Exercise aim:
Rewrite the forum thread's passage between "It's relatively easy" and "getting a SSN or ITIN.", inclusive, and change "back taxes" to "overdue taxes" in it.

Article:
The only income was Canadian parental / maternity benefits and the Universal Child Credit. The Canadian tax was zero so I don't think the 1116 helps me here. If I claim both the Standard Deduction and an exemption for mother and child then I'm back to zero US tax. However, the child doesn't have a SSN yet. Do people think that this line in Pub 501 mean I can claim the child without a SSN because we are residents of Canada?

"Citizen or Resident Test 

You cannot claim a person as a dependent unless that person is a U.S. citizen, U.S. resident alien, U.S. national, or a resident of Canada or Mexico. However, there is an exception for certain adopted children, as explained next."

Thanks for any suggestions,

Peter (on behalf of my wife)


----------



## Mother_in_BC

*Child must have a SSN / ITIN*



Mother_in_BC said:


> Do people think that this line in Pub 501 mean I can claim the child without a SSN because we are residents of Canada?
> 
> "Citizen or Resident Test
> 
> You cannot claim a person as a dependent unless that person is a U.S. citizen, U.S. resident alien, U.S. national, or a resident of Canada or Mexico. However, there is an exception for certain adopted children, as explained next."


Well, it turns out NO. The child must have a SSN or ITIN. Ended up giving 10% of the maternity benefit to Uncle Sam and another 10% in penalties for late filing...


----------



## BBCWatcher

I'm a little confused since I thought it's quite easy to get a Social Security Number or ITN. Also, would the new IRS program for "low risk" overseas taxpayers apply? Finally, did you check the tax treaty?


----------



## Bevdeforges

BBCWatcher said:


> I'm a little confused since I thought it's quite easy to get a Social Security Number or ITN. Also, would the new IRS program for "low risk" overseas taxpayers apply? Finally, did you check the tax treaty?


It's relatively easy to get an ITIN, but for that you need to be ineligible for a social security number (and, I suppose, able to prove that). A SS number can be trickier, depending on the age of the applicant - the question is always why didn't the parents file for the soc number at birth?

The IRS program for "low risk" overseas taxpayers only deals with filing back taxes and FBAR/FATCAT filings, not with getting a SSN or ITIN.
Cheers,
Bev


----------



## Mother_in_BC

Bevdeforges said:


> the question is always why didn't the parents file for the soc number at birth?


In my defense, we haven't yet applied for the SSN because there is no reason to apply - other than facilitating US taxes. Also, considering the burden the US places on offspring born abroad we are considering renouncing the child's citizenship while they have zero assets to seize.

[Location identification entries]
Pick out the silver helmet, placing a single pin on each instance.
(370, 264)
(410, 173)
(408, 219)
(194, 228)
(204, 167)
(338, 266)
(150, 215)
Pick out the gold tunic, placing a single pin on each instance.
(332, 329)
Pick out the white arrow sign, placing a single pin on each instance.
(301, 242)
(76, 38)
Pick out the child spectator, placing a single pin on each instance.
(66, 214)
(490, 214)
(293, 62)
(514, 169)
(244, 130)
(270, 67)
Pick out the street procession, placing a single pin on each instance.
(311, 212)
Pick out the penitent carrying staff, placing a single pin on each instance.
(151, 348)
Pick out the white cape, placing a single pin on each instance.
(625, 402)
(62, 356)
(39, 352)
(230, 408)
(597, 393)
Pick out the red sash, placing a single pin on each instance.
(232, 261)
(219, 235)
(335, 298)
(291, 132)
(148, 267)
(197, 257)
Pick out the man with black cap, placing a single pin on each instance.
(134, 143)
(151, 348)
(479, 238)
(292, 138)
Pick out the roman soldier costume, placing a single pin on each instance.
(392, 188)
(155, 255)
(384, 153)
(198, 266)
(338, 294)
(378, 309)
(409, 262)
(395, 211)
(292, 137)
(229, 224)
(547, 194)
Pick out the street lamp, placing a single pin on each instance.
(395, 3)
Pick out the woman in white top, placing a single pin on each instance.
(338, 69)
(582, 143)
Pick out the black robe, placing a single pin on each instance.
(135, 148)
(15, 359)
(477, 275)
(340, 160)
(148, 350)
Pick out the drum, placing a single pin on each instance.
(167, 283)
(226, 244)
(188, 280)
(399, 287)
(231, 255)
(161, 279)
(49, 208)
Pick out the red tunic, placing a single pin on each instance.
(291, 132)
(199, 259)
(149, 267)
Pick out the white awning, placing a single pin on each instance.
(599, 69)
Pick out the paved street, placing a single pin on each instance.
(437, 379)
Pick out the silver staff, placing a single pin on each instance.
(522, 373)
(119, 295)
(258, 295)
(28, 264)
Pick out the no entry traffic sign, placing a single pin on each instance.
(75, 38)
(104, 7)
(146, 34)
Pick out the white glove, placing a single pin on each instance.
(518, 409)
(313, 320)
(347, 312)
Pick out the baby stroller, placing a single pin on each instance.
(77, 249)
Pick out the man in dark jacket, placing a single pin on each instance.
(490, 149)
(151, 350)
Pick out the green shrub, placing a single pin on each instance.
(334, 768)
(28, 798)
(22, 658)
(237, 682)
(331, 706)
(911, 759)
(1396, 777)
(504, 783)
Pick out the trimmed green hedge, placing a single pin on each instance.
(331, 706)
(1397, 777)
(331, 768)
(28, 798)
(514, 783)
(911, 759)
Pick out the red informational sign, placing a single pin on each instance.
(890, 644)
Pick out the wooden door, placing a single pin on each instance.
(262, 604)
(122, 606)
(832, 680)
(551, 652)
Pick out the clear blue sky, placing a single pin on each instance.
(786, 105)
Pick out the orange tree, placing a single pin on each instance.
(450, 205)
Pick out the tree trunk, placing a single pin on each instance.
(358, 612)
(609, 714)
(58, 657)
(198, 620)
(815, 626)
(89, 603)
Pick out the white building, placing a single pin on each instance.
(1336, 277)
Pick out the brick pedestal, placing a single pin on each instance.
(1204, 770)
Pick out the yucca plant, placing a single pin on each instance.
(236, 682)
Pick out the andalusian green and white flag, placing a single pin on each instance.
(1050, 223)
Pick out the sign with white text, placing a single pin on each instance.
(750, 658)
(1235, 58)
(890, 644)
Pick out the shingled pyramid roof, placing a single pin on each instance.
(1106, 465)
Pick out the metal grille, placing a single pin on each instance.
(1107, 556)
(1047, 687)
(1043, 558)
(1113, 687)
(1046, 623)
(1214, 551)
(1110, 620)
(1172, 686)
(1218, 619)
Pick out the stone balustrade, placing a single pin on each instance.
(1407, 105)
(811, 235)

The completed task:
It's relatively easy to get an ITIN, but for that you need to be ineligible for a social security number (and, I suppose, able to prove that). A SS number can be trickier, depending on the age of the applicant - the question is always why didn't the parents file for the soc number at birth?

The IRS program for "low risk" overseas taxpayers only deals with filing overdue taxes and FBAR/FATCAT filings, not with getting a SSN or ITIN.